# [DIRECTION]
Write out the whole listing word for word.

# [RECORDS FOR THIS TASK]

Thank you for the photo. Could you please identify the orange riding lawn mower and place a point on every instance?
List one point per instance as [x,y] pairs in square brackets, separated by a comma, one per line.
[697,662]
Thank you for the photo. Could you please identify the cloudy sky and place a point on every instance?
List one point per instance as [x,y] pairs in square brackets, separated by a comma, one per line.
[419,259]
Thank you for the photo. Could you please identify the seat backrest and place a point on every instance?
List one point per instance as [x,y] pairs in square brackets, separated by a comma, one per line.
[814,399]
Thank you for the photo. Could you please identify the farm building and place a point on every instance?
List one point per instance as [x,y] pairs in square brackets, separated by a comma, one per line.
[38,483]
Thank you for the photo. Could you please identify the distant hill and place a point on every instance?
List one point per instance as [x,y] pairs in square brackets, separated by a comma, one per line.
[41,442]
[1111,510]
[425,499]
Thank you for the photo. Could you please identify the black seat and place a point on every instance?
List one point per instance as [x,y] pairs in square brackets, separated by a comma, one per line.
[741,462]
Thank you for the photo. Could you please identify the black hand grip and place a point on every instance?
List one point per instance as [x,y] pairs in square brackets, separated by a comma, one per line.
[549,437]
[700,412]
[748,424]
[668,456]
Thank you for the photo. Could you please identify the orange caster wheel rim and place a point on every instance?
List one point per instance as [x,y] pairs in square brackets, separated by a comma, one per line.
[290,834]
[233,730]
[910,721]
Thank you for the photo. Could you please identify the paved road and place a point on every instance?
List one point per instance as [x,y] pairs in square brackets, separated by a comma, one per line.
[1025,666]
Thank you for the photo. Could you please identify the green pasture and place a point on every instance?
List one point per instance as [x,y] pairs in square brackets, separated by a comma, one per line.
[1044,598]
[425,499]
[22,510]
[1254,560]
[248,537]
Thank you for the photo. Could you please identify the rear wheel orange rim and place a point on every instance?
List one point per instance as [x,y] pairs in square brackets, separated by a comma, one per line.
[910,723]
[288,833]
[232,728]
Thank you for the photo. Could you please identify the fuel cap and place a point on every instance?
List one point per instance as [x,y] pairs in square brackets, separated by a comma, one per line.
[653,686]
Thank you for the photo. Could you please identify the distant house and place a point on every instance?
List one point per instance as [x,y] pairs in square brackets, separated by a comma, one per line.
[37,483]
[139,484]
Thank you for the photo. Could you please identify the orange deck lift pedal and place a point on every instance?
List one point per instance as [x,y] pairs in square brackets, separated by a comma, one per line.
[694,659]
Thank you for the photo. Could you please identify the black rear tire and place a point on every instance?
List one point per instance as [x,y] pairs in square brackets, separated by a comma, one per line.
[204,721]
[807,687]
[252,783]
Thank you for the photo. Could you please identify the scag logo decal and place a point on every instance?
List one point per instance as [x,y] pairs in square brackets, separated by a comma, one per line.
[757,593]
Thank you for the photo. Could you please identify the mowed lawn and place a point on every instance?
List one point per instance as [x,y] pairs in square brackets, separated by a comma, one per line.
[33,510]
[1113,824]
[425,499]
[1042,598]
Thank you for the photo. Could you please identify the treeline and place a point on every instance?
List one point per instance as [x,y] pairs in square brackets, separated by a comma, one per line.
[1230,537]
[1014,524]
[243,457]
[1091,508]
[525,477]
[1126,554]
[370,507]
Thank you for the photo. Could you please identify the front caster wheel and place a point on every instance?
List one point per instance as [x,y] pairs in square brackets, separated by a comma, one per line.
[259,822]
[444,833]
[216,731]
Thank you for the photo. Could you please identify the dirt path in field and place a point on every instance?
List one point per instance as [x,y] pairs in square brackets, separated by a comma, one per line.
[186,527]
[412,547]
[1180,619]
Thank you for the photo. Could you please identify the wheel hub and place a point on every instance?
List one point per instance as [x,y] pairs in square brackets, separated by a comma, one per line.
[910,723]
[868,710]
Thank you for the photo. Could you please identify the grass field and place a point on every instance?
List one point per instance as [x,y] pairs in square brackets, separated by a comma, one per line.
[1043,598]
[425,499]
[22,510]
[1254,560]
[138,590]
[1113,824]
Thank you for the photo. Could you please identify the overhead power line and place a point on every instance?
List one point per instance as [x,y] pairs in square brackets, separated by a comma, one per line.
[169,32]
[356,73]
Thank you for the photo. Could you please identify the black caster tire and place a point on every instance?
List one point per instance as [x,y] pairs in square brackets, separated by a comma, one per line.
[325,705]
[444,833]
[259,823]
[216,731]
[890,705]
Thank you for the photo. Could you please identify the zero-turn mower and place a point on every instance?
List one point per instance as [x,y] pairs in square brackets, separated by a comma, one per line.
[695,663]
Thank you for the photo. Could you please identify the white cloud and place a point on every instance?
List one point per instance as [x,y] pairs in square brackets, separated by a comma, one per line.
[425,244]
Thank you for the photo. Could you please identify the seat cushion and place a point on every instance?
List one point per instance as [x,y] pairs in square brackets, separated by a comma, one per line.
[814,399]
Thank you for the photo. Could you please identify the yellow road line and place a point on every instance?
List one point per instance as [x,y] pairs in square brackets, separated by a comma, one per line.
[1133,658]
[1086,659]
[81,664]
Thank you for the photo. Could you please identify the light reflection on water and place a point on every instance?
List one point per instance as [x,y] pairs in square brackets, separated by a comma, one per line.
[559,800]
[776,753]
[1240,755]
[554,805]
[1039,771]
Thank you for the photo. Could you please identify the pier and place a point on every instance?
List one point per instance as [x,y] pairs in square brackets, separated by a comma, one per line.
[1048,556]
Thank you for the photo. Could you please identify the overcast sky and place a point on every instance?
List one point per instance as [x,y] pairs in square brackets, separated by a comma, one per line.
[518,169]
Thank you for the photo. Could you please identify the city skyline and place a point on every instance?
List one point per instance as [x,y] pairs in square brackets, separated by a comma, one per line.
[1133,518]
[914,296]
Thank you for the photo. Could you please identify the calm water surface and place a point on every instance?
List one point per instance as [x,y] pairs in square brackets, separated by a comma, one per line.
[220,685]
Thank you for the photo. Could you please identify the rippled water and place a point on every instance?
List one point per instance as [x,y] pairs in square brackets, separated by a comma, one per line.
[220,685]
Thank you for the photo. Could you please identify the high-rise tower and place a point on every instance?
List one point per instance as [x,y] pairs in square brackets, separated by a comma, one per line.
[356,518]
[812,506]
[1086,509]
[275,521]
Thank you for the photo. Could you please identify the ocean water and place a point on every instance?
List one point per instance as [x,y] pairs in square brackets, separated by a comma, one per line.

# [ANSWER TO THE PROBLEM]
Thank you for the photo. Could you please identify the orange riding lawn mower and place a point on every instance?
List one point per instance as [x,y] pairs in square brackets, separated by a comma, one per line.
[697,662]
Thank you for the photo. Could you please identify the cloudy sky and place a point on every instance?
List one point per instance as [x,y] pairs in square brackets, separated by a comma, one per line.
[419,259]
Thank you for the photo. Could you please identify the seat backrest and place a point on every instance?
List one point per instance as [x,y] pairs in square brackets, separated by a comma, one per line.
[814,399]
Thank you for the photo. Could you please identify the farm building and place a point on every instance?
List one point per instance as [x,y] pairs in square brackets, separated by a comma, one per line.
[38,483]
Thank you for the photo. Could you please identify the distant hill and place a point on every instance?
List one point per instance as [x,y] pairs in square brackets, separated by a comma, one per line.
[41,442]
[1111,510]
[425,499]
Thank you for the photo. Could you please identify the black seat and place a point on every instance?
List one point per instance as [x,y] pairs in square brackets, separated by a comma, one per line.
[741,462]
Thank you for the photo. Could you please identify the black hand grip and place a point on every instance?
List one point per instance as [x,y] pairs in square brackets, separated by a comma, one per line.
[549,437]
[700,412]
[748,424]
[668,456]
Thank you for the photo. Could you please identify the orange caster wheel rim and place a point on every instance?
List one point per instance as [x,y] pairs in square brackets, separated by a comma, one per line.
[290,834]
[233,730]
[910,721]
Thank you for the photo. Could you please identify the paved road and place a point on every instance?
List one point per instance as [x,y] pairs in square brackets, separated by a comma, one per line.
[1025,666]
Thank you for the photo. Could you please identify the green pasture and place a point on every instance?
List one point per instance as [x,y] pairs in square brackets, separated by a comma, one per line.
[1044,598]
[425,499]
[22,510]
[1254,560]
[248,537]
Thank you for the photo. Could you please identify the rear wheel orange rim and place a point on every instance?
List one point per instance as [x,y] pairs in square brackets, separated by a comma, one per line.
[910,723]
[288,833]
[232,728]
Thank you for the photo. Could you please identify the fuel cap and place a point on every instance?
List one point per instance as [x,y] pairs in square brackets, separated by a comma, one per line.
[653,686]
Thank you for the photo. Could you please identify the distant house and place a point on every instance?
List one point per instance as [x,y] pairs in square brackets, separated by a comma, one per line.
[37,483]
[139,484]
Thank you for the photo. Could you please identify the orange deck lift pedal and place a point on every instance?
List one point per instance as [x,y] pairs in square brackets, separated by a comma, one per line.
[694,659]
Thank you for the photo. Could you please identify the black rear tire and place a point on every instance?
List one point per instance as [x,y] pairs in square brackets, separated by a comma, one per line.
[204,721]
[807,687]
[252,783]
Thank you for the photo. Could you please identify the scag logo decal and place a point on every instance?
List one point per instance as [x,y] pairs in square brackets, separated by a comma, one per line.
[757,593]
Thank you for the photo. Could you please identify the mowed lawn and place a point on every instance?
List one point per instance as [x,y] pairs in square brackets, separated by a comma, one per line.
[33,510]
[1113,824]
[425,499]
[1042,598]
Thank you for the photo. Could you please identify the treeline and place a point on every instance?
List one point per instance as [x,y] pairs in square brackets, separated by a comma, one per line.
[1230,537]
[1014,524]
[243,457]
[1091,508]
[525,477]
[1126,554]
[370,507]
Thank you for the photo. Could you please identify the front caster wheel and place a point on every instance?
List one point per instance as [x,y] pairs in square brackets, separated by a comma, one per line.
[259,822]
[444,833]
[216,731]
Thank you for the photo. Could you please identify the dirt path in field and place a point on every instance?
List one point per instance as [x,y] pairs in square brackets, separated by a comma, one per line.
[186,527]
[412,547]
[1180,619]
Thank you for the photo. Could you please identify the wheel hub and place a point on every instance?
List one point per instance as [x,y] pairs in square brackets, separated by a comma, one per line.
[910,723]
[868,710]
Thank you for the photo. Could you please identify the grass field and place a point on every instance?
List one point per instance as [x,y] pairs in square brackets, separated by a comma, one per line.
[1043,598]
[425,499]
[22,510]
[1254,560]
[138,590]
[1113,824]
Thank you for the photo. Could you please identify the overhead power line and place a point on every instance?
List one point per instance as [x,y] pairs in square brackets, separated by a comma, one per line.
[169,32]
[356,73]
Thank you for the photo. Could you please identify the black caster tire and place a point on every instance?
List one point per instance as [x,y] pairs in square brackets, separated by a comma, one per line.
[325,705]
[444,833]
[259,823]
[216,731]
[890,705]
Thank you for the photo. Could you please identify the zero-turn mower and place a point on every instance?
List one point per instance as [x,y] pairs in square brackets, separated by a comma, one per line.
[695,663]
Thank you for the photo. Could you please identify the white cloud and place a point on every instance?
List one point per instance as [x,y] pairs in square brackets, separated by a comma, one per line.
[425,244]
Thank you for the photo. Could you please identify the seat cushion and place a point on every instance?
List one point per instance as [x,y] pairs in square brackets, separated by a comma, one per line.
[814,399]
Thank you for the photo. Could you please identify the yellow road line and place a point on every instance?
List one point per instance as [x,y] pairs in square brackets, separated by a comma, one per line.
[1133,658]
[1086,659]
[81,664]
Thank you for the photo. Could you please identify the light reflection on water and place a point on every instance?
List one point per instance as [x,y] pairs in square brackets, separated by a comma, one per line.
[559,800]
[776,753]
[1240,755]
[554,805]
[1039,771]
Thank you for the photo. Could you please identify the pier and place a point on every instance?
List one point per instance as [x,y] pairs in square brackets, separated by a comma, one per line.
[1048,556]
Thank you for the photo. Could you please identify the overcast sky and place a point on every instance?
List one point per instance as [x,y] pairs in square brackets, separated by a comma, one per line.
[518,169]
Thank you for the photo. Could you please identify the city skyline and place a point on every instance?
List one point per instance as [x,y] pairs in square brackets, separated by a comma, one per line.
[1133,518]
[914,296]
Thank you for the photo. Could you please identify the calm water surface and place a point on every instance?
List one point per instance as [x,y] pairs in square brackets, separated by a comma, one per line.
[220,685]
Thank you for the photo. Could you please identify the rippled water and place a point on every instance?
List one point per instance as [x,y] pairs in square brackets, separated by a comma, one per line.
[220,685]
Thank you for the photo. Could you please identify the high-rise tower and place a point on every instance?
List one point per instance as [x,y] pairs in square brackets, separated by a comma, one per line.
[356,518]
[812,506]
[1086,509]
[275,521]
Thank you for the photo. Could you please identify the ocean water and place a point on every instance?
List one point per instance as [x,y] pairs in square brackets, separated by a comma, one per line.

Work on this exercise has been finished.